Take one of Sri Aurobindo's books. Read a sentence or two. Then remain silent and concentrated to understand the deeper meaning. Try to concentrate deeply enough to obtain mental silence and begin again daily until you obtain a result. [177]


I can't say that the reading of literature equips one better to understand Sri Aurobindo. On the contrary, it can be a hindrance. For, the same words are used and the purpose for which they are used is so different from the purpose for which Sri Aurobindo has made use of them, the manner in which they have been put together to express things is so different from Sri Aurobindo's that these words tend to put one off from the light which Sri Aurobindo wants to convey to us through them. To get to Sri Aurobindo's light we must empty our minds of all that literature has said and done. We must go inward and stay in a receptive silence and turn it upward. Then alone we get something in the right way. At the worst, I have seen that the study of literature makes one silly and perverse enough to sit in judgment on Sri Aurobindo's English and find fault with his grammar! [178]

Cooking and Eating

All quarrels in the place where food is prepared make food indigestible. The cooking must be done in silence and harmony. [179]


It is much better to eat the meal in silence or at any rate in quietness. [180]

Resting in Silence

In any case one thing you can do in all security is, before going to sleep, to concentrate, relax all tension in the physical being, try... that is, in the body try so that the body lies like a soft rag on the bed, that it is no longer something with twitchings and cramps; to relax it completely as though it were a kind of thing like a rag. And then, the vital: to calm it, calm it as much as you can, make it as quiet, as peaceful as possible. And then the mind also—the mind, try to keep it like that, without any activity. You must put upon the brain the force of great peace, great quietude, of silence if possible, and not follow ideas actively, not make any effort, nothing, nothing; you must relax all movement there too, but relax it in a kind of silence and quietude as great as possible. (The Mother, 2 March 1955) [181]

Different Practices

Regular Practice of Controlling Thoughts

This work of mental purification should be done very regularly in order to secure a complete control over one’s actions. For this purpose, it is good to set apart some time every day when one can quietly go over one's thoughts and put one's synthesis in order. Once the habit is acquired, you can maintain control over your thoughts even during work and action, allowing only those which are useful for what you are doing to come to the surface. Particularly, if you have continued to cultivate the power of concentration and attention, only the thoughts that are needed will be allowed to enter the active external consciousness and they then become all the more dynamic and effective. And if, in the intensity of concentration, it becomes necessary not to think at all, all mental vibration can be stilled and an almost total silence secured. In this silence one can gradually open to the higher regions of the mind and learn to record the inspirations that come from there. [182]

Dhammapada Method

They (small Buddhist sects) sit down for a few hours in the day and even at night and quiet their mind. This is for them the key to all realisation—a quiet mind that knows how to keep quiet for hours together without roving. You must not believe however that it is a very easy thing to do, but they have no other object. They do not concentrate upon any thought, they do not try to understand better, to know more, nothing of the kind; for them the only way is to have a quiet mind and sometimes they pass through years and years of effort before they arrive at this result—to silence the mind, to keep it absolutely silent and still; for, as it is said here in the Dhammapada, if the mind is unbalanced, then this constant movement of ideas following one another, sometimes without any order, ideas contradicting and opposing each other, ideas that speculate on things, all that jostles about in the head, makes holes in the roof, as it were. So through these holes all undesirable movements enter into the consciousness, as water enters into a house with a leaky roof. [183]

Practice of Samata (Equanimity)

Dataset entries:
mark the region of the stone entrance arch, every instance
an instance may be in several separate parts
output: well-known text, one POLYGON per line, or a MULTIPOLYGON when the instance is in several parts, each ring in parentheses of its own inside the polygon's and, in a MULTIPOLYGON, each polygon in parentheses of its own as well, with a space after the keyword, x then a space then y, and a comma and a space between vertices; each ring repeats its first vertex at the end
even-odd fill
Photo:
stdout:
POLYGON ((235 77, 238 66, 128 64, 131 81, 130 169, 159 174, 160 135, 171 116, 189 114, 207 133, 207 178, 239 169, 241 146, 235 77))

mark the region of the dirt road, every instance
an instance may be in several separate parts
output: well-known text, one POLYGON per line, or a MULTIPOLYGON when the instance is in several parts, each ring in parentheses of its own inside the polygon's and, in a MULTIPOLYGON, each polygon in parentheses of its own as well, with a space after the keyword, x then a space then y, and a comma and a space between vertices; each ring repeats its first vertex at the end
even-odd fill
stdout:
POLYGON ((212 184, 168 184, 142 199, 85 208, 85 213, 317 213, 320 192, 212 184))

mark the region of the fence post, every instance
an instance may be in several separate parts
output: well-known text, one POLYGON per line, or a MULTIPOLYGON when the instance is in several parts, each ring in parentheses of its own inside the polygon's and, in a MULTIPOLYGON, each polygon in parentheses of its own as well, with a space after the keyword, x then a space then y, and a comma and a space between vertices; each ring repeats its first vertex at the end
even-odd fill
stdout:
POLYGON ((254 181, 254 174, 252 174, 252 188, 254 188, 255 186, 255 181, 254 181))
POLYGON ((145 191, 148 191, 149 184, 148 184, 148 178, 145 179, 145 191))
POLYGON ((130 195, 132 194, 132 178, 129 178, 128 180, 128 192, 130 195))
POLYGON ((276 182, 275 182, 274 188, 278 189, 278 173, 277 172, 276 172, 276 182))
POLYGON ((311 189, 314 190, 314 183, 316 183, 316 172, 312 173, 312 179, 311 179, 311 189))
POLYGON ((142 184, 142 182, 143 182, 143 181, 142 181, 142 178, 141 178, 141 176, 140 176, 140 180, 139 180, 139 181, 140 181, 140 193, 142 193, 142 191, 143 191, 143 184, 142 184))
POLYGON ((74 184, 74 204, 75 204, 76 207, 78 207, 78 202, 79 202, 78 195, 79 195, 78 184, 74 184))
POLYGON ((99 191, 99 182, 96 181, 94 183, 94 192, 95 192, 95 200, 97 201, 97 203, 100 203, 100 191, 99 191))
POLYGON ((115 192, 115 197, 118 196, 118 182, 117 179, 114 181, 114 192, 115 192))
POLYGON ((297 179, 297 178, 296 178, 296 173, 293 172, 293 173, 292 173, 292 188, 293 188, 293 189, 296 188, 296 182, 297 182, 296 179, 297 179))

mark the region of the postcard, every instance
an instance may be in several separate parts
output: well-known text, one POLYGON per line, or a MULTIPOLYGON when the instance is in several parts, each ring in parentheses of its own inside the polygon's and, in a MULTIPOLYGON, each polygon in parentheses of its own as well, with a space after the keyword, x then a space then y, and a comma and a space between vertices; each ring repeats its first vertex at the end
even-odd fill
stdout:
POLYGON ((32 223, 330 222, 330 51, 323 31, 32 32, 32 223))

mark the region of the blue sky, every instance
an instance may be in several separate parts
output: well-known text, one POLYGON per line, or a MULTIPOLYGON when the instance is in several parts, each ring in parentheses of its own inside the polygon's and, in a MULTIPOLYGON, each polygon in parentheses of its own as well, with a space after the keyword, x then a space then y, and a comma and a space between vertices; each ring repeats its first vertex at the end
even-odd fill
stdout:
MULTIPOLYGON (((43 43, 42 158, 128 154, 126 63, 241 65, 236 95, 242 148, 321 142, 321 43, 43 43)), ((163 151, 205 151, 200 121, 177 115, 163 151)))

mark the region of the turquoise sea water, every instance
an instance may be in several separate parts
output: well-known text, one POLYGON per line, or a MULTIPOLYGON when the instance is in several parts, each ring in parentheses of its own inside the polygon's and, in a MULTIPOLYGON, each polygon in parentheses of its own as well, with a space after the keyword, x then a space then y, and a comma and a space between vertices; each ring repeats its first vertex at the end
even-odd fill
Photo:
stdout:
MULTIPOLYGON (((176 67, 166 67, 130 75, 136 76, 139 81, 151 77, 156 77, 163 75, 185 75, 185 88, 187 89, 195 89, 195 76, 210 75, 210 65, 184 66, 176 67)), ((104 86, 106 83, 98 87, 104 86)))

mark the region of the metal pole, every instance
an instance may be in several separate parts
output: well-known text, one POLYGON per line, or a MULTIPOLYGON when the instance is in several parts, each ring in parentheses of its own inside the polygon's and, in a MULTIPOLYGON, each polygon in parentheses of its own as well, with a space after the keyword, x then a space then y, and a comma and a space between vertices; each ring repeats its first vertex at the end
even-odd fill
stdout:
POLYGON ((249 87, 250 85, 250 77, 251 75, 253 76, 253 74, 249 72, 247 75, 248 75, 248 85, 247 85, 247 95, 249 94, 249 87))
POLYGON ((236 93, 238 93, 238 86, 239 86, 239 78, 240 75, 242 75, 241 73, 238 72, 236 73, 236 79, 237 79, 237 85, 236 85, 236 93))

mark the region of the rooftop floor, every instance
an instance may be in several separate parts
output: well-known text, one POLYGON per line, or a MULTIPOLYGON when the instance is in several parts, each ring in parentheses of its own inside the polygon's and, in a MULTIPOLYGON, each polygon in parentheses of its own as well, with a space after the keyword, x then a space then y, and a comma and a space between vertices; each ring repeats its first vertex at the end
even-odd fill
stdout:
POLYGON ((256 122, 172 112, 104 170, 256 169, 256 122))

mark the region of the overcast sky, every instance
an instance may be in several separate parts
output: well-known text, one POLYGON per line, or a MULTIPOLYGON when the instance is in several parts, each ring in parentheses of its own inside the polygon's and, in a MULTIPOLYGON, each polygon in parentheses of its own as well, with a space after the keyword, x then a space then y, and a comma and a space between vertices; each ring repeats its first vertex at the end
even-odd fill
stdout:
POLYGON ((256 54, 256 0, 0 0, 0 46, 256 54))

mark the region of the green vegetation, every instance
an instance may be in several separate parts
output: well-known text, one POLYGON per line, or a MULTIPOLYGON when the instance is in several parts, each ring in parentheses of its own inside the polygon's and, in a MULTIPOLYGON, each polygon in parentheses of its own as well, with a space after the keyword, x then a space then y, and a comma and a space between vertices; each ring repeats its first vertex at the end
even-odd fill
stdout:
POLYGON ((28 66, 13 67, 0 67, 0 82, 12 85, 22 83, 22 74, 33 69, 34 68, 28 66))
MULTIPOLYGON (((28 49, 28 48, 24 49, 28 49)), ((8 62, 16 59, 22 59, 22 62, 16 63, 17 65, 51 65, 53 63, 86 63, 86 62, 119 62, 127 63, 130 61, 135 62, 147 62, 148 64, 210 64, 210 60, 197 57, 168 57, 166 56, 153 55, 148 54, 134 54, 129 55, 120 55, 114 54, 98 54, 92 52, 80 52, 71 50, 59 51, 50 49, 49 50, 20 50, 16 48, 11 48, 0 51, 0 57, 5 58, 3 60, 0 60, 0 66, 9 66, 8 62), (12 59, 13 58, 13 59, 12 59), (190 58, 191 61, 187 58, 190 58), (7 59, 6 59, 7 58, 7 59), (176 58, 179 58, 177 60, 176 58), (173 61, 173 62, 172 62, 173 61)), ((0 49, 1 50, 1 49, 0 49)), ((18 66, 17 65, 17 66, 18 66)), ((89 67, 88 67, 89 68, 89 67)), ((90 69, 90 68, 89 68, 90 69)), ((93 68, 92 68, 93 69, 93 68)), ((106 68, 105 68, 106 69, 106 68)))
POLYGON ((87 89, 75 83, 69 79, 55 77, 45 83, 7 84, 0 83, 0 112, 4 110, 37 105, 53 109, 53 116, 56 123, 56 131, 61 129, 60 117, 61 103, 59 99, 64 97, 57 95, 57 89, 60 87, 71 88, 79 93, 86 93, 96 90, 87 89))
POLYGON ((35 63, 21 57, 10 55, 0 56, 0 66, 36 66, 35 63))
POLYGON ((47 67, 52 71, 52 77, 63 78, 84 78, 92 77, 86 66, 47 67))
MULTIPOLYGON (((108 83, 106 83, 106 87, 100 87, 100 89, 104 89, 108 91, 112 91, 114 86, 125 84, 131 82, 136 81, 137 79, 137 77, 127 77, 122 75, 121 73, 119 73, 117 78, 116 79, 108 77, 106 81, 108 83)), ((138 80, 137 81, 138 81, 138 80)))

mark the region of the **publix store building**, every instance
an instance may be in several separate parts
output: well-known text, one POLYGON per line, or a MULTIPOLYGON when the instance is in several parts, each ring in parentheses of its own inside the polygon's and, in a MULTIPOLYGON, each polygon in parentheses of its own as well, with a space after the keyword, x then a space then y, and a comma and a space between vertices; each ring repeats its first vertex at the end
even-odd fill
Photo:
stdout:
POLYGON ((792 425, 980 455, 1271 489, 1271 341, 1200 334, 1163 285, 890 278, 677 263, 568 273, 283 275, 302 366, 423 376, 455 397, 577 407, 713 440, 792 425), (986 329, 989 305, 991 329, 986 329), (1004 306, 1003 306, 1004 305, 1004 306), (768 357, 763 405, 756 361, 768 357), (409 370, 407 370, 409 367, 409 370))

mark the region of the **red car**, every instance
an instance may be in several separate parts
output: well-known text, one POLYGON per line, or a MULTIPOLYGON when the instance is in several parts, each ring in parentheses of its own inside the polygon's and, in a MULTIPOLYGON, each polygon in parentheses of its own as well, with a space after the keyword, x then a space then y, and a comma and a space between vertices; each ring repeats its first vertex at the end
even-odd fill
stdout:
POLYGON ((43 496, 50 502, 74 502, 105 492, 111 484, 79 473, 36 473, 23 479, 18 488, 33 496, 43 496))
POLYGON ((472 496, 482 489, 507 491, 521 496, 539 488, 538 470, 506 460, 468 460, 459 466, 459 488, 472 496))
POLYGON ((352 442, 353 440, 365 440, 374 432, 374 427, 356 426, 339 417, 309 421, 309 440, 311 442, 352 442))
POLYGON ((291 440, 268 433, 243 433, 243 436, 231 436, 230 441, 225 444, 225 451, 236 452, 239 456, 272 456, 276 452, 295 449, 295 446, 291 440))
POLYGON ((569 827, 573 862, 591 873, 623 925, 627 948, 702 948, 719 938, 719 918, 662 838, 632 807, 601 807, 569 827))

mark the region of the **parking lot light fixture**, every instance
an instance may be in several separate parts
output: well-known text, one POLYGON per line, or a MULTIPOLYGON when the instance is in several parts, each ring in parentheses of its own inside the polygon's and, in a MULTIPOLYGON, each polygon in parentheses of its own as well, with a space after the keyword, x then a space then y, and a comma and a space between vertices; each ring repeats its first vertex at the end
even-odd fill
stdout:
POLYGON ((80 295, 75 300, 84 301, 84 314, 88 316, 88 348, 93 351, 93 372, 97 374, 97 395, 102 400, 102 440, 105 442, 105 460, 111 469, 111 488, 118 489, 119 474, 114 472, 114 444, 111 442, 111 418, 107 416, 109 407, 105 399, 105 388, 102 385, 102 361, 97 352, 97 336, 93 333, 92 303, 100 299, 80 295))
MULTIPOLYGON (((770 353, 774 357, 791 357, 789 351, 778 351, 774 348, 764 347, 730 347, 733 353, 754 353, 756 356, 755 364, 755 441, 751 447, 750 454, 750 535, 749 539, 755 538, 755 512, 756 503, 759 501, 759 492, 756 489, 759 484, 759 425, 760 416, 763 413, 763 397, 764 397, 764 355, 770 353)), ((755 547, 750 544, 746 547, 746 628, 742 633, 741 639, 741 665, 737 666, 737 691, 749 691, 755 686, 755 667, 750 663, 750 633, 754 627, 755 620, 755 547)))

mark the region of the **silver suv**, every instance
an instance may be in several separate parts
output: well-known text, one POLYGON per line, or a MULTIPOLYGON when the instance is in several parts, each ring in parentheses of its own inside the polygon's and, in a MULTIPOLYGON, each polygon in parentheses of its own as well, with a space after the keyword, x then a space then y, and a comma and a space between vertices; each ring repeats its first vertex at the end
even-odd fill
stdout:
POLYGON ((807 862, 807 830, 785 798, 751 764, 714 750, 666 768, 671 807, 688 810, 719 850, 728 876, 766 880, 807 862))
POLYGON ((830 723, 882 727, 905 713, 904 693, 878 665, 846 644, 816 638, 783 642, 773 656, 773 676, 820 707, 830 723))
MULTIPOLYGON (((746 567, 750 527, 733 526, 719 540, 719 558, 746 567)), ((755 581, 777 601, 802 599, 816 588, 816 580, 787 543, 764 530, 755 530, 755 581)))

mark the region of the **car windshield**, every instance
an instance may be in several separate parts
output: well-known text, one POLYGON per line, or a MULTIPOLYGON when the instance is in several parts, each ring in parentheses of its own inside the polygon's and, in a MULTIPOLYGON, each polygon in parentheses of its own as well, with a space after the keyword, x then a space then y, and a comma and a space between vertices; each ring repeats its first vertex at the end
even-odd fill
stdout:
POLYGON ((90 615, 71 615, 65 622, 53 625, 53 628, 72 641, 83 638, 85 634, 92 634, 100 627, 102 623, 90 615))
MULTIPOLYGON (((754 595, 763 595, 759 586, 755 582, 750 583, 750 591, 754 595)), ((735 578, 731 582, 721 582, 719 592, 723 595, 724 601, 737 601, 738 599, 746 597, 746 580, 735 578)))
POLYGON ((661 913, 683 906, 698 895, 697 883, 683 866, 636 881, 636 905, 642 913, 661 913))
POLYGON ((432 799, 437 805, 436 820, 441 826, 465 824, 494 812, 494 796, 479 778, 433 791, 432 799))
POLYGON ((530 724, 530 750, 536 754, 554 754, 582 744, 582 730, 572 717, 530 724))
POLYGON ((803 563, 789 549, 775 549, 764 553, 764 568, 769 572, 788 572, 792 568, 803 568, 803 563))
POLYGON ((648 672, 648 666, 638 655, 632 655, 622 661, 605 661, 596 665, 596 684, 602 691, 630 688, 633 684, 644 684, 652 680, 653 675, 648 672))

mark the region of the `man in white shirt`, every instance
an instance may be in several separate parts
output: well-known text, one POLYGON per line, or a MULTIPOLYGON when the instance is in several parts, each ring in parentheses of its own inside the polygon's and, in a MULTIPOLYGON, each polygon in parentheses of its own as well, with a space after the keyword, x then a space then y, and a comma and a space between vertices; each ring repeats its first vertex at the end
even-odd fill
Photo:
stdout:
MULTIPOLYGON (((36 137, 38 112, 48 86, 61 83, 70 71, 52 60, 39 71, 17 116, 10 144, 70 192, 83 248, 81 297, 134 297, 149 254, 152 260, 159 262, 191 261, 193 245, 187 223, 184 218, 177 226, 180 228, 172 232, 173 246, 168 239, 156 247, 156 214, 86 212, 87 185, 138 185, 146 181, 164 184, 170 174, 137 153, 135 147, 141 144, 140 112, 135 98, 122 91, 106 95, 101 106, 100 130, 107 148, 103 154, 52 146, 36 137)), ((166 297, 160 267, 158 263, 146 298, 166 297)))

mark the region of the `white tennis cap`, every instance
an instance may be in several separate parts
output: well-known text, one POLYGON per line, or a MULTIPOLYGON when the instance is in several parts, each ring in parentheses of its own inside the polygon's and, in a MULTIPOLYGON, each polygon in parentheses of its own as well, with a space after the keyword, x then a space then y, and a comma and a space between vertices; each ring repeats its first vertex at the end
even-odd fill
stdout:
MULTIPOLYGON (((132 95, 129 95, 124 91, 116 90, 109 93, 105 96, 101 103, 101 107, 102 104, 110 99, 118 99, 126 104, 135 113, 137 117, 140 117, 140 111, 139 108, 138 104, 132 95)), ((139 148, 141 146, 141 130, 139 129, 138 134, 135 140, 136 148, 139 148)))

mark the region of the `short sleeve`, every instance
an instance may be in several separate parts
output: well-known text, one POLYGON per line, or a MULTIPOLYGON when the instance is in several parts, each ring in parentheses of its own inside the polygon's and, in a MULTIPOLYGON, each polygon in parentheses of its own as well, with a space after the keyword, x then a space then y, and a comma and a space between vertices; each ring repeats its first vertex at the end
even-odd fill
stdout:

Set tasks:
• 1. Shift every polygon coordinate by 137 in the dataset entries, covering only the stretch from the line containing "mark the region of the turquoise" through the line containing "MULTIPOLYGON (((176 67, 166", and give those lines again in full, instructions included.
• 2. Continue the passage on silence from where it stops.
The dataset entries have no connection to the passage on silence.

Per-task outputs:
• 1.
mark the region of the turquoise sea water, every instance
an instance may be in several separate parts
output: well-known text, one POLYGON per line, or a MULTIPOLYGON when the instance is in several parts, each ring in parentheses of its own inside the polygon's and, in a MULTIPOLYGON, each polygon in parentheses of its own as well, with a space after the keyword, x then a space then y, and a comma and a space between vertices; each ring repeats its first vertex at the end
even-odd fill
Photo:
stdout:
MULTIPOLYGON (((313 204, 303 204, 267 212, 273 213, 276 218, 288 214, 293 214, 300 212, 322 212, 322 225, 324 226, 332 226, 332 213, 347 212, 347 202, 321 203, 313 204)), ((241 223, 243 220, 235 224, 241 223)))

• 2.
Not to be disturbed by either joy or grief, pleasure or displeasure by what people say or do or by any outward things is called in Yoga a state of samata, equality to all things. It is of immense importance in sadhana to be able to reach this state. It helps the mental quietude and silence as well as the vital to come. It means indeed that the vital itself and the vital mind are already falling silent and becoming quiet. The thinking mind is sure to follow. [184]

Becoming Conscious

This simply means that one suddenly comes under the influence of a higher force of which one is not conscious; one is conscious only of the effect, but not of the cause. That's all. It's nothing more than that. If you were conscious you would know what makes you silent, what makes you meditate, what kind of force has entered into you or acts upon you or influences you and puts you in the silence. But as you are not conscious, you are aware only of the effect, the result, that is, the silence that comes into you. (The Mother, 24 August 1955) [185]

Nearness to Someone Who Has Achieved Silence

There is another phenomenon which is considered spiritual, but which is spiritual only indirectly: it is when you find yourself near someone who has controlled his thought and achieved mental silence. You suddenly feel this silence coming down into yourself and something which was impossible for you half an hour earlier suddenly becomes a reality. This is a rather unusual phenomenon. (The Mother, 22 January 1951) [186]

Few Helpful Activities and Qualities


What the sadhaka has to do is to be careful to reject and hush these outsiders, so that during the meditation at least the peace and quietude of the mind and vital may be complete. This can be done best if you keep a strong and silent will. [187]

Being Spontaneous

And if one carries this a little further, one should never think and plan beforehand what one ought to say or write. One should simply be able to silence one's mind, to turn it like a receptacle towards the higher Consciousness and express as it receives it, in mentalsilence, what comes from above. That would be true spontaneity. [188]


There is a world of ideas without form and it is there that you must enter if you want to seize what is behind the words. So long as you have to draw your understanding from the forms of words, you are likely to fall into much confusion about the true sense; but if in a silence of your mind you can rise into the world from which ideas descend to take form, at once the real understanding comes. If you are to be sure of understanding one another, you must be able to understand in silence. There is a condition in which your minds are so well attuned and harmonised together that one perceives the thought of the other without any necessity of words. But if there is not this attunement, there will always be some deformation of your meaning, because to what you speak the other mind supplies its own significance. I use a word in a certain sense or shade of its sense; you are accustomed to put into it another sense or shade. Then, evidently, you will understand, not my exact meaning in it, but what the word means to you. This is true not of speech only, but of reading also. If you want to understand a book with a deep teaching in it, you must be able to read it in the mind's silence; you must wait and let the expression go deep inside you into the region where words are no more and from there come slowly back to your exterior consciousness and its surface understanding. But if you let the words jump at your external mind and try to adapt and adjust the two, you will have entirely missed their real sense and power. There can be no perfect understanding unless you are in union with the unexpressed mind that is behind the centre of expression. [189]

Witness Without Involvement

What is the meaning of “the mental witness”?

The witness we have spoken about several times already, only here it is in the mind.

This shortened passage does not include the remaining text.